━━━━━ QUOTED TEXT ━━━━━

So yeah, there's a wedding thing coming up. It may say something about my approach that I promptly lost the remainder of my invitations and have thus been asking Andrew for extras when I need to give them to the people I've forgotten. Mostly, I think, it says that I'm kind of a flake (or, as I have no patented in my own head, a Bridzilladitz!). But also that I am pointedly embracing my pre-proclaimed casual attitude about this. Not to say there isn't that little cortisol roil in the pit of my gut set to a mild simmer pretty much of the time. It's a lot of people and things to juggle in a couple of days, particularly for a highly sensitive introvert such as myself. I am happy to report that - despite being the kind of person who needs battery operated slippers to keep her feet warm - I have absolutely NO cold feet about marrying my bloke, but there are definite moment of gelid toesies about doing so in a public display with guests pouring in from around the country ALL LOOKING AT US!!! Remember, I am the sort of enigma who can perform on a stage in front of a thousand people, fall on my ass and ham it up so well that nobody knows the difference including myself, BUT can't be in a restaurant of ten people talking at once without earplugs and some serious breathing techniques... highly sensitive introverts are complicated.

━━━━━

■ **PROBLEMS TO WORK ON**
**1)** Which body parts does the wedding passage mention?
**2)** Carry on writing the wedding passage, starting after its last sentence.

━━━━━ RECORDS ━━━━━

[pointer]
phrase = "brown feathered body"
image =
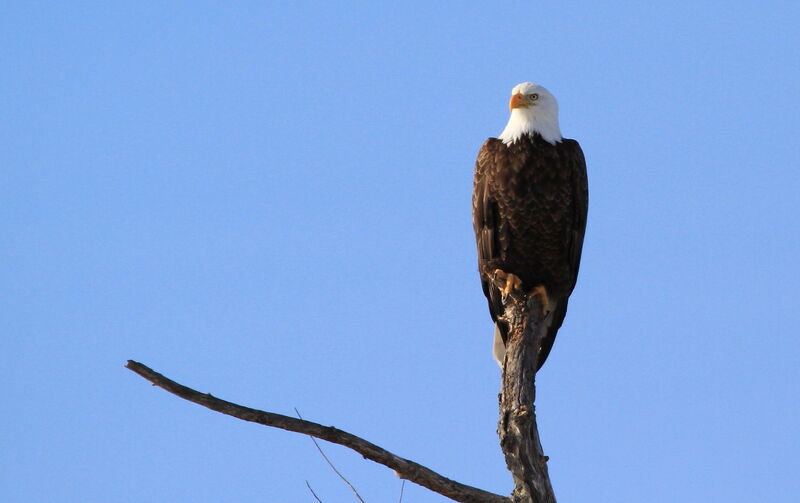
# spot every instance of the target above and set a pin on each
(529, 210)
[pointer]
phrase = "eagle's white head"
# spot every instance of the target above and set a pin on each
(533, 110)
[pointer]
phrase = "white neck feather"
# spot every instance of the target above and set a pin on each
(542, 120)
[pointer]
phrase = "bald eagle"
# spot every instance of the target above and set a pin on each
(529, 207)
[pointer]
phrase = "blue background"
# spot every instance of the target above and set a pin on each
(271, 202)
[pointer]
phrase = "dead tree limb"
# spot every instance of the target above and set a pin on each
(404, 468)
(519, 435)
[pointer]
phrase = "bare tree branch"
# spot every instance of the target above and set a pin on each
(404, 468)
(331, 463)
(312, 492)
(519, 435)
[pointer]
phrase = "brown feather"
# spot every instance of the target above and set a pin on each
(529, 210)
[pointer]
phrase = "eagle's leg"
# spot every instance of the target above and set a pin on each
(541, 291)
(512, 282)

━━━━━

■ **RESPONSES FOR EACH TASK**
**1)** head, gut, feet, toesies, ass

**2)**
 Of course there was also a bit of a conceptual chasm post-April 6th. Andrew didn't know where he'd get a job, so we didn't know where we'd be living, thus I didn't know where I'd be working (if I'd be able to be working or maybe work out some remote situation at least while getting adjusted to the new  wherever), and so on and so forth. This has blessedly coalesced within the last week. Andrew has a job! We can make it work living in Bellingham. I can stay at my job!!! I can continue my usual dance commitments and workout dates and generally see my buddies and shop at my usual stores, etc. Life, as I know it, will be a lot closer to normal than I'd anticipated. 

Andrew's life... well. He was amazingly thoughtful when we discussed the where-are-we-gonna-live bit, and really brought home why I am marrying him in the first place (I mean mostly his cute butt, obviously, but that aside, he's also sweet): He acknowledged that it will be a longer commute to his work in Mukilteo than he'd like, but that he'd thought about it and understood that Bellingham was my community, that he had no particularly strong geographical attachment at this point in his life, that he didn't really want to live in Everett or Marysville, and that couples who both commute just both end up being miserable and never seeing each other.

 So we will be looking for a place near the freeway and figuring out every way to make his commute easier and possibly cheaper. He, meanwhile, will be planning the week night escapes to Marymoore to race his track bike and hit his favorite trails down south.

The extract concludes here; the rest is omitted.